Instrução 1: Atualize o trecho do texto sobre a LGPD que vai de "A sensação de" até "Orlando Silva (PCdB-SP)." e escreva-o de novo, colocando "STF" no lugar de "Supremo Tribunal Federal".
══ Bloco de texto ══
Os acontecimentos dessa semana deixam isso bem evidente. Primeiro, a Câmara votou a MP 959 aprovando um destaque, fruto de um acordo de líderes na base governista, alterando a data da entrada da lei em vigor para 31 de dezembro. No dia seguinte, o Senado retirou esse artigo do projeto de lei conversão derivado da MP, retornando a vigência para o momento de sua sanção, retroativa, a confirmar, a 16 de agosto deste ano, data definida no texto da própria LGPD.

Senador Weverton (PDT-MA) em pronunciamento via videoconferência durante a votação da MP 959 – Foto: Waldemir Barreto/Agência Senado

Ato contínuo, após a decisão do Senado, o governo publicou um decreto (o de número 10.474), definindo a estrutura regimental e o quadro dos cargos da ANPD, mas ainda sem nomeações. O que, na prática, não muda muita coisa, ainda que revele como a Casa Civil e a Presidência da República estão encarando o problema.

A sensação de algumas pessoas diante do decreto foi a de que o governo correu para se antecipar à possível aprovação da proposta de emenda constitucional (PEC) 17, que inclui a proteção de dados pessoais na Constituição como direito fundamental, e a ANPD como uma entidade independente, com regime autárquico especial, não mais vinculada à Presidência. Não quer abrir mão de controlar a ANPD. De quebra, escapou de qualquer contestação no Supremo Tribunal Federal, como chegou a dizer que faria o deputado Orlando Silva (PCdB-SP).

No acordo que garantiu a mudança da data da vigência na Câmara, os deputados se comprometeram a votar a proposta de emenda constitucional (PEC) 17. A votação deve ocorrer “nos próximos dias”, segundo o presidente da Câmara, Rodrigo Maia.

O decreto foi percebido também como uma resposta à pressão que a sociedade, em geral, e mais especificamente a Frente Empresarial em Defesa da LGPD, têm feito pela entrada da ANPD em operação. O problema é que o governo continua travando as nomeações para o órgão. Então, atendeu o pleito de estruturação, mas não o de torná-la operacional.

“A politização só atrapalha”, me disse uma fonte próxima ao assunto.
═══
══ Dados para usar ══
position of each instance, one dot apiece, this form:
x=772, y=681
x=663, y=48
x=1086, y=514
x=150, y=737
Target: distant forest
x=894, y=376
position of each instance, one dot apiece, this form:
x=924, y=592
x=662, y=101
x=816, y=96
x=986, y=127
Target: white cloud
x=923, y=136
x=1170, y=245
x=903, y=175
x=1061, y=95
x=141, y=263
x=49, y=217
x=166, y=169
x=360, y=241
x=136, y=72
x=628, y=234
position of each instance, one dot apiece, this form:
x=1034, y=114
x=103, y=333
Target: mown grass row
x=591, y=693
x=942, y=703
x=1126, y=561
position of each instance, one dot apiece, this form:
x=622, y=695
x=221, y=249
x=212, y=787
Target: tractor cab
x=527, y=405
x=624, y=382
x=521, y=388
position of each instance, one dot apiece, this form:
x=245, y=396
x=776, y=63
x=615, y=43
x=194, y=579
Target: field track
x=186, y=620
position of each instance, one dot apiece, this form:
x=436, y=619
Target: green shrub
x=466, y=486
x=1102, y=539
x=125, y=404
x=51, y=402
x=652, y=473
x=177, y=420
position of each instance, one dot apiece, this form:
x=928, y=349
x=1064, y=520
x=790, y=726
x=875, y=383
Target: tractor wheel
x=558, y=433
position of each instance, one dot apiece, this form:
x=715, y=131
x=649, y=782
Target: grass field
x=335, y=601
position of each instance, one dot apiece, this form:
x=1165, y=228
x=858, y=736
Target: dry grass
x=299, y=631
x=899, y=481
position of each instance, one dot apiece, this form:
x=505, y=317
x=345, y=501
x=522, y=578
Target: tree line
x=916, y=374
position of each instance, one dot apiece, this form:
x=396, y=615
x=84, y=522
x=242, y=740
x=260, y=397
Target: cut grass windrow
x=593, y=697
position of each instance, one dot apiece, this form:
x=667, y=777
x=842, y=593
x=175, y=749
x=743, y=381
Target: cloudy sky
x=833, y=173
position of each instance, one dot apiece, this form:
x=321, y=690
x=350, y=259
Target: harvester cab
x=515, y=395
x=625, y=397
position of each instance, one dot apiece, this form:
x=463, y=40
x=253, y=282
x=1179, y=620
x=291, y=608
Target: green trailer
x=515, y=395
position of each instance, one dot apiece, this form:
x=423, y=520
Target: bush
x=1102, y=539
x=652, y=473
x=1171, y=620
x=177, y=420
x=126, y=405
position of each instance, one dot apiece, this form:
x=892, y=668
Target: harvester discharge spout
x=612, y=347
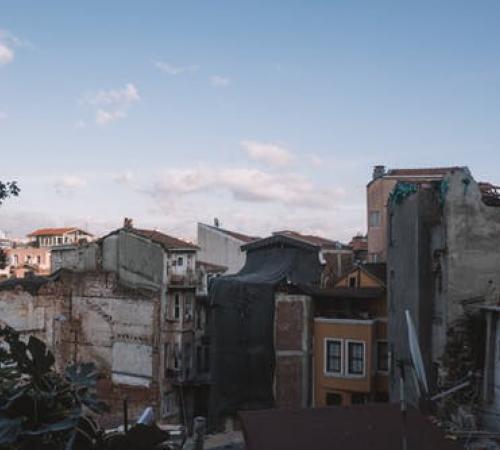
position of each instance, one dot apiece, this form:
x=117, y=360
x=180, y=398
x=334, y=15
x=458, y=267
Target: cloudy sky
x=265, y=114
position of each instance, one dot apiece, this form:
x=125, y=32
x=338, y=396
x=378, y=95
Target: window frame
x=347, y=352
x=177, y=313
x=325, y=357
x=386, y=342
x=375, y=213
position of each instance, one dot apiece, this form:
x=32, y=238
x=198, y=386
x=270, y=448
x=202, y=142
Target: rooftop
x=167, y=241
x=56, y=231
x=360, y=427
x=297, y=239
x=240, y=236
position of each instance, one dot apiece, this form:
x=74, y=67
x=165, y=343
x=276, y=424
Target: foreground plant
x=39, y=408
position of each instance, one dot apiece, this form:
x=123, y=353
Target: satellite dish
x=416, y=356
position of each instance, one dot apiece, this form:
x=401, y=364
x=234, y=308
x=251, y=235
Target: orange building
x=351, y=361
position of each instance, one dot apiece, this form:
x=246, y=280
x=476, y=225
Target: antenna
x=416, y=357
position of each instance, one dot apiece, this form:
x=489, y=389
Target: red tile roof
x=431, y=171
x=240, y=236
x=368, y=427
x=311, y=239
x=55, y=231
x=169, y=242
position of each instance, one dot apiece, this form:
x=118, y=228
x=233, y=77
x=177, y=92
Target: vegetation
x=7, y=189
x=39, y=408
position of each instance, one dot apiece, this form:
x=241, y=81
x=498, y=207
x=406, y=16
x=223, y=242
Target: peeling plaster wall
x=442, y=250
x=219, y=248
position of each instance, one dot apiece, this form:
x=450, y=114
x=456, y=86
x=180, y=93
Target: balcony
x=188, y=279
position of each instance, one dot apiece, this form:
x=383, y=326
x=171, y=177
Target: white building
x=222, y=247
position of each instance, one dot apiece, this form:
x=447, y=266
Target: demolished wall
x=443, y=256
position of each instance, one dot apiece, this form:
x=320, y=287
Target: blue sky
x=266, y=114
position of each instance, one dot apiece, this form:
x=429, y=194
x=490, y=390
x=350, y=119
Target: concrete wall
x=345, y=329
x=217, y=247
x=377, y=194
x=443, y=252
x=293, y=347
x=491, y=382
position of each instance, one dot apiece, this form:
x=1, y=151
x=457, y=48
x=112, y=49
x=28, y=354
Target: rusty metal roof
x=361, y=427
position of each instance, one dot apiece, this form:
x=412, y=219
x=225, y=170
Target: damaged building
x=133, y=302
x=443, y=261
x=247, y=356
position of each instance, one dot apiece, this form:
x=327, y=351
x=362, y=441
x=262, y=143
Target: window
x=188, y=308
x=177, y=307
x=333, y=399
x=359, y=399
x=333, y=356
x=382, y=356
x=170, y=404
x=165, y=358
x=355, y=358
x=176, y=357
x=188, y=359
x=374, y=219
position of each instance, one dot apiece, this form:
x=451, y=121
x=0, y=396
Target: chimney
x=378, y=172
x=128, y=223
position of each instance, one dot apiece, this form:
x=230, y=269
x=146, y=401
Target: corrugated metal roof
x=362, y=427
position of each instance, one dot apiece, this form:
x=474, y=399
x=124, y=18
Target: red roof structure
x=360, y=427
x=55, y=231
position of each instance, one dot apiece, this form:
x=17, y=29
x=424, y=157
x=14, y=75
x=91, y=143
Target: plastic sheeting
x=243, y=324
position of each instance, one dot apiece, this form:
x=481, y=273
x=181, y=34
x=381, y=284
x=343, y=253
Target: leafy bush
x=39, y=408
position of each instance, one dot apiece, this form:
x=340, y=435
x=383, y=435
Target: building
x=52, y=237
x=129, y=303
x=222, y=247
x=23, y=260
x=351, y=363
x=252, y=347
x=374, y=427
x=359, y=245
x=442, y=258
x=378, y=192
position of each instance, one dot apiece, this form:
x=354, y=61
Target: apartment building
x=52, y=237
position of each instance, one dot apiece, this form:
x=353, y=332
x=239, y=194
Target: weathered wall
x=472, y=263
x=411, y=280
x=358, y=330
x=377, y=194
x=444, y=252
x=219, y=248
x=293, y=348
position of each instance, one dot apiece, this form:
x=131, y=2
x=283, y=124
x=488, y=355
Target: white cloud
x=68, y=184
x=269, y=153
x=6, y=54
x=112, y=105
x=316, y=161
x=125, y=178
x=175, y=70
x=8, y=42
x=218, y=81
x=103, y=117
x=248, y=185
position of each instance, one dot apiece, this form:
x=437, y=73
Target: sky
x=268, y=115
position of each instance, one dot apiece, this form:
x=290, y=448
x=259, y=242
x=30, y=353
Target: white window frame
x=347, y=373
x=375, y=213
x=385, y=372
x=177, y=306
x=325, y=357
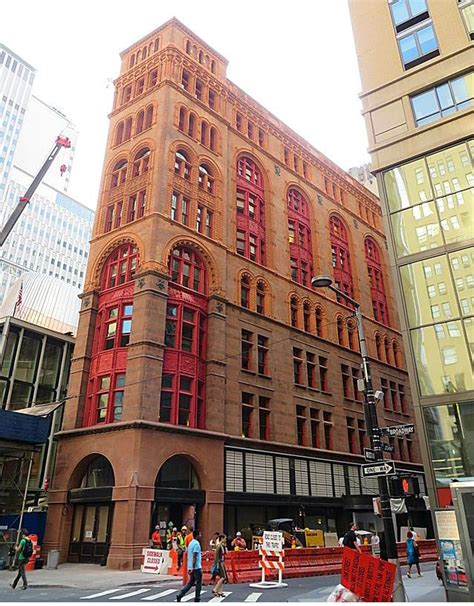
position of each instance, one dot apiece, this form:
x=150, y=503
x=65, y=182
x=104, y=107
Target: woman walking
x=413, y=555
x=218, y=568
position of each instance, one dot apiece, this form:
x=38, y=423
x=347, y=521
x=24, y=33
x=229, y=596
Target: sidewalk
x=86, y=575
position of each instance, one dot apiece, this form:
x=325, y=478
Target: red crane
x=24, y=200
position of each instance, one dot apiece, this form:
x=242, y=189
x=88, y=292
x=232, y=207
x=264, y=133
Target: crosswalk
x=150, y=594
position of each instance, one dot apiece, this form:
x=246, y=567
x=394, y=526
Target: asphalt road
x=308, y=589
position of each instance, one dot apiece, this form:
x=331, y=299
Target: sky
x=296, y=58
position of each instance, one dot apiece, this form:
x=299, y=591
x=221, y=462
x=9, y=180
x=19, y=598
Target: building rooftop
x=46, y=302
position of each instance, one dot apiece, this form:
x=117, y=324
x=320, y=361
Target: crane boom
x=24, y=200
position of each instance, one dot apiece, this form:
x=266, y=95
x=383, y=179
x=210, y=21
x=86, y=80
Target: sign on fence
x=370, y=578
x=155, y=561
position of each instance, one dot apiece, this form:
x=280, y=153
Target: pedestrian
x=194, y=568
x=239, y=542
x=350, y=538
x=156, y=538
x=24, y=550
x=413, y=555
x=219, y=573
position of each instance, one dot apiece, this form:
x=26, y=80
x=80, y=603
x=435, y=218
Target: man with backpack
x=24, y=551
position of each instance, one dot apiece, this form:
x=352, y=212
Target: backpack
═══
══ Dados para usar ══
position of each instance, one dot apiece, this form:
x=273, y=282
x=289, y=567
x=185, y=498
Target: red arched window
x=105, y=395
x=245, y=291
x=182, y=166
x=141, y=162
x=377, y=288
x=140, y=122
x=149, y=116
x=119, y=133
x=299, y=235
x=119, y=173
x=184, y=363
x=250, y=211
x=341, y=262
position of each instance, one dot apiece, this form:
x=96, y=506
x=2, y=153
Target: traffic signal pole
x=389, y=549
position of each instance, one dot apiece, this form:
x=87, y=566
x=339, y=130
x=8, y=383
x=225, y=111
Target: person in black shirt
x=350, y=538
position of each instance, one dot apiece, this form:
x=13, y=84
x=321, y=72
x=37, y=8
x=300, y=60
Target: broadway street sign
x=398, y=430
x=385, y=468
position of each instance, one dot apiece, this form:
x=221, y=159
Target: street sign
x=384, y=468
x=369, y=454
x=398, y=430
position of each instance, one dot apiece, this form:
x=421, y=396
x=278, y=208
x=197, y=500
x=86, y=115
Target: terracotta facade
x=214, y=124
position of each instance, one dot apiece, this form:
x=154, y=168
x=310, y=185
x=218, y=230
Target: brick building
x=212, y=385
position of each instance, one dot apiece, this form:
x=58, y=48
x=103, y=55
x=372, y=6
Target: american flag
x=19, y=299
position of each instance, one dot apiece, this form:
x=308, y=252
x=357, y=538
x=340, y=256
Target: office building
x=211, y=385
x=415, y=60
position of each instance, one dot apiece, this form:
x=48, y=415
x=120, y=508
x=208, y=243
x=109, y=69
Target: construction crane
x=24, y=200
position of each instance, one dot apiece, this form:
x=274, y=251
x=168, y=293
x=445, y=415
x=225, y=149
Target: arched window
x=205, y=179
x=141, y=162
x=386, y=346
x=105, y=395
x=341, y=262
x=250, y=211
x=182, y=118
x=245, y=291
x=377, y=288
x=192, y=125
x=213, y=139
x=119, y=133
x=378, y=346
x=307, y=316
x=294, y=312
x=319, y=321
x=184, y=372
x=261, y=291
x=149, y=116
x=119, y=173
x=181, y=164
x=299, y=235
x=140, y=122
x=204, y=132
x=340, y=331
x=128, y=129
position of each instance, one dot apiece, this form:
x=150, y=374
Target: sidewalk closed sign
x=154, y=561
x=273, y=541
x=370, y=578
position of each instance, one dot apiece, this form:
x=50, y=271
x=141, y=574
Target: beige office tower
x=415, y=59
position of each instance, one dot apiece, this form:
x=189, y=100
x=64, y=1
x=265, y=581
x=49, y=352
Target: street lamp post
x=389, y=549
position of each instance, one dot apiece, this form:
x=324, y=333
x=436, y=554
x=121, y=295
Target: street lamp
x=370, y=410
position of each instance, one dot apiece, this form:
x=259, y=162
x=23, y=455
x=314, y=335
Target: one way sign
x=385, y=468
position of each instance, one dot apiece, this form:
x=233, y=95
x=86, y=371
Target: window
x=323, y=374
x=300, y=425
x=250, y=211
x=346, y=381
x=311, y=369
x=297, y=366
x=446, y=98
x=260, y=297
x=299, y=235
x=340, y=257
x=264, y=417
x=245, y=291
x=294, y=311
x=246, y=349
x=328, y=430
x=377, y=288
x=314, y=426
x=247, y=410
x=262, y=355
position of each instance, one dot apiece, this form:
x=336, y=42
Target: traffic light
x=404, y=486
═══
══ Dados para usar ══
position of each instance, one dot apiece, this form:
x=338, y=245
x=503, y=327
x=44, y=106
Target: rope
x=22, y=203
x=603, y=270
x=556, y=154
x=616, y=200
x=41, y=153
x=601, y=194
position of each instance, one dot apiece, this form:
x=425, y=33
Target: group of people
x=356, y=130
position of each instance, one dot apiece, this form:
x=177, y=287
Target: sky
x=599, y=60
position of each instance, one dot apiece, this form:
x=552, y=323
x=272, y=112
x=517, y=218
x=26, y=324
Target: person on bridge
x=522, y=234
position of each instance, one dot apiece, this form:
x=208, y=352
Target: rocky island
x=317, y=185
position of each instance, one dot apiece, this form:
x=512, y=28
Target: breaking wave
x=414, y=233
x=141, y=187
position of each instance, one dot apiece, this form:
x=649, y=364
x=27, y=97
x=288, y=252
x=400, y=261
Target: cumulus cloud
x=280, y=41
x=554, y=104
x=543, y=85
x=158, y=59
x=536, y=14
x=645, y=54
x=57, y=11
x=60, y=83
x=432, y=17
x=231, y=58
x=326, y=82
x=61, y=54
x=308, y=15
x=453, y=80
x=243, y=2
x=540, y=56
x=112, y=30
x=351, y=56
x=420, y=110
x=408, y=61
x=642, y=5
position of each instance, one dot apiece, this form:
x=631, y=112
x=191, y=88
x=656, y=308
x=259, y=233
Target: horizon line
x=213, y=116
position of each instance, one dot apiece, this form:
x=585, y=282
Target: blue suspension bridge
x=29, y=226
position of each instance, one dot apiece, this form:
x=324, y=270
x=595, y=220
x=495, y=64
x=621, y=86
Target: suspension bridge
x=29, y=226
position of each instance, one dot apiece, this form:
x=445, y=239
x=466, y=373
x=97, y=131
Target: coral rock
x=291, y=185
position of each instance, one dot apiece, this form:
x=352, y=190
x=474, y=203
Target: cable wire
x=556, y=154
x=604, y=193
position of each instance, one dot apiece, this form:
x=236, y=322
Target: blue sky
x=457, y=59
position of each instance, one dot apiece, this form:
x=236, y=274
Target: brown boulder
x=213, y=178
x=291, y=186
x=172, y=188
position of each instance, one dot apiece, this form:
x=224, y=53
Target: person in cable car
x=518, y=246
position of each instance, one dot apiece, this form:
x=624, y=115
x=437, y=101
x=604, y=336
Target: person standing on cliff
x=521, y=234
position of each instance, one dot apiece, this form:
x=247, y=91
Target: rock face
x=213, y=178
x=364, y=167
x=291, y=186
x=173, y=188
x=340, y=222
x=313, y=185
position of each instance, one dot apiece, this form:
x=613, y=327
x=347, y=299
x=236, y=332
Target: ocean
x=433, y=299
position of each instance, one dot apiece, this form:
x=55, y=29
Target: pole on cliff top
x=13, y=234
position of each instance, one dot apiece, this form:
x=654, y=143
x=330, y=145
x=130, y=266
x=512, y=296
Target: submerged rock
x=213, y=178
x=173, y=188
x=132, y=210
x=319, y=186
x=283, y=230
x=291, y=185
═══
Instrução 2: Mostre todas as linhas das entradas que contêm a palavra "cable". Maiúsculas e minúsculas fazem diferença.

Resposta do exercício 1:
A sensação de algumas pessoas diante do decreto foi a de que o governo correu para se antecipar à possível aprovação da proposta de emenda constitucional (PEC) 17, que inclui a proteção de dados pessoais na Constituição como direito fundamental, e a ANPD como uma entidade independente, com regime autárquico especial, não mais vinculada à Presidência. Não quer abrir mão de controlar a ANPD. De quebra, escapou de qualquer contestação no STF, como chegou a dizer que faria o deputado Orlando Silva (PCdB-SP).

Resposta do exercício 2:
Target: cable wire
Target: person in cable car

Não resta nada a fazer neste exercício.